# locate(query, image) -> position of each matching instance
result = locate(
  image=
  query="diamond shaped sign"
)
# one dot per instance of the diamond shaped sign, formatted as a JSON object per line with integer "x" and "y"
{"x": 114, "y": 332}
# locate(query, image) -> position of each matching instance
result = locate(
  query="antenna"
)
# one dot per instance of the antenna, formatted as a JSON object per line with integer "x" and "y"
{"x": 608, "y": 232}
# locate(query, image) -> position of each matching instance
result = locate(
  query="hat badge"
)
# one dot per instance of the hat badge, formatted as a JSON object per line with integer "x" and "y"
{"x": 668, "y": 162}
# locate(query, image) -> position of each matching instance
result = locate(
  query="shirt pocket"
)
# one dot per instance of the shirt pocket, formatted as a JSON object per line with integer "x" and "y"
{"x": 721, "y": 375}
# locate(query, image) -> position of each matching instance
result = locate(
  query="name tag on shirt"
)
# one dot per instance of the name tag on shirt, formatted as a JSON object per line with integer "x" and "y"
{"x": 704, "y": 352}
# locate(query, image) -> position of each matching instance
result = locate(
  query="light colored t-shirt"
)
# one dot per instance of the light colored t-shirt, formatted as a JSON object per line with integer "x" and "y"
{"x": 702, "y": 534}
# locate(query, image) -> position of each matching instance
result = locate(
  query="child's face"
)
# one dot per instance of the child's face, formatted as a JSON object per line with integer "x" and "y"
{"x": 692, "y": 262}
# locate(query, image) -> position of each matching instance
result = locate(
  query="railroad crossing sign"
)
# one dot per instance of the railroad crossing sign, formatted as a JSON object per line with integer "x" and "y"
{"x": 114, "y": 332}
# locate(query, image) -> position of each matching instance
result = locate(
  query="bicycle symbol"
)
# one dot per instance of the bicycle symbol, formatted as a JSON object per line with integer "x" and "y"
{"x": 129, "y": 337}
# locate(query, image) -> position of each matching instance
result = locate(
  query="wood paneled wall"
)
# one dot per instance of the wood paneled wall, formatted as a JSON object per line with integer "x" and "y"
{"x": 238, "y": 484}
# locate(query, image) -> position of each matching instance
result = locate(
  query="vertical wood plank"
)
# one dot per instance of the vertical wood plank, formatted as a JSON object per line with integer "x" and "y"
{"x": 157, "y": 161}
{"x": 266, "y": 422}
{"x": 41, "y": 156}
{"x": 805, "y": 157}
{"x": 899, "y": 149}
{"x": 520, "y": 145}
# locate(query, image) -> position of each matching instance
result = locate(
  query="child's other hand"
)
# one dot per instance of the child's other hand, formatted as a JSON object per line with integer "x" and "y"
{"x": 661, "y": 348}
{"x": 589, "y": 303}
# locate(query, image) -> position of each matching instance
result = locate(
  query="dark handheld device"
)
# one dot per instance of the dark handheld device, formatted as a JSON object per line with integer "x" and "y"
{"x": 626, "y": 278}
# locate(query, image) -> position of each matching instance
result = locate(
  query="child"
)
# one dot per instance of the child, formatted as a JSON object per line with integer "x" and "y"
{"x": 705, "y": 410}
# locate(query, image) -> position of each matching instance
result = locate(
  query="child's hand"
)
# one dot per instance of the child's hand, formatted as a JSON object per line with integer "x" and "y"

(Task statement)
Could you copy out every record above exactly as it appears?

(Solved exercise)
# locate(query, image) -> position of each matching instance
result = locate(
  image=
  query="diamond shaped sign"
)
# one dot per instance of the diamond shaped sign, formatted as a JSON object per line with integer "x" and "y"
{"x": 114, "y": 332}
# locate(query, image) -> position of each matching instance
result = locate(
  query="antenna"
)
# one dot per instance of the antenna, formatted as a JSON object per line with integer "x" and "y"
{"x": 608, "y": 232}
# locate(query, image) -> position of each matching instance
result = locate(
  query="hat badge"
)
# one dot per instance of the hat badge, formatted as a JSON object per line with integer "x" and "y"
{"x": 668, "y": 162}
# locate(query, image) -> position of each matching instance
result = locate(
  query="shirt pocket"
)
# one dot per instance of the shirt pocket, formatted as a JSON object per line with integer "x" and "y"
{"x": 721, "y": 375}
# locate(query, image) -> position of each matching instance
result = locate(
  query="name tag on shirt"
)
# one dot per instance of the name tag on shirt, formatted as a JSON object per line with integer "x" and "y"
{"x": 704, "y": 352}
# locate(query, image) -> position of each matching instance
result = locate(
  query="light colored t-shirt"
)
# one dot per instance of the light colored t-shirt, formatted as a JSON object per line with integer "x" and "y"
{"x": 702, "y": 534}
# locate(query, image) -> position of each matching instance
result = locate(
  query="child's face"
)
# one dot per instance of the child's face, formatted as a JSON object per line with integer "x" and "y"
{"x": 692, "y": 262}
# locate(query, image) -> position of each matching instance
result = locate(
  query="railroad crossing sign"
)
# one dot per instance of the railroad crossing sign, formatted as a JSON object per line with integer "x" and "y"
{"x": 114, "y": 332}
# locate(query, image) -> position of each matching instance
result = locate(
  query="bicycle symbol"
)
# one dot per instance of the bicycle symbol, formatted as a JSON object per line with integer "x" and "y"
{"x": 129, "y": 337}
# locate(query, image) -> position of each matching instance
result = locate(
  query="wood paneled wall"
)
# one dot per instance of the wood paneled wall, formatted as a JSON object per line with integer "x" and "y"
{"x": 238, "y": 484}
# locate(query, image) -> position of each matching instance
result = locate(
  query="vertical wood plank"
)
# one dot per instance of the vertical wood plank, formatted as a JSON object per line with integer "x" and "y"
{"x": 157, "y": 161}
{"x": 266, "y": 422}
{"x": 41, "y": 156}
{"x": 805, "y": 157}
{"x": 899, "y": 149}
{"x": 520, "y": 145}
# locate(query, image) -> position of each matching instance
result = locate(
  query="child's other hand"
)
# one dot per instance of the child's other hand, formatted as a JSON object per line with integer "x" and "y"
{"x": 661, "y": 348}
{"x": 589, "y": 303}
# locate(query, image) -> position of each matching instance
result = locate(
  query="dark handheld device"
)
# one dot per instance of the dark handheld device, formatted as a JSON object per line with integer "x" and "y"
{"x": 626, "y": 278}
# locate(query, image) -> position of each matching instance
result = locate(
  query="child"
)
# one dot per instance of the child, formatted as a JSON object per line with integer "x" and "y"
{"x": 705, "y": 410}
# locate(query, image) -> position of each matching instance
result = locate(
  query="child's hand"
)
# one dot per instance of the child's hand, formatted as a JSON object per line with integer "x" and "y"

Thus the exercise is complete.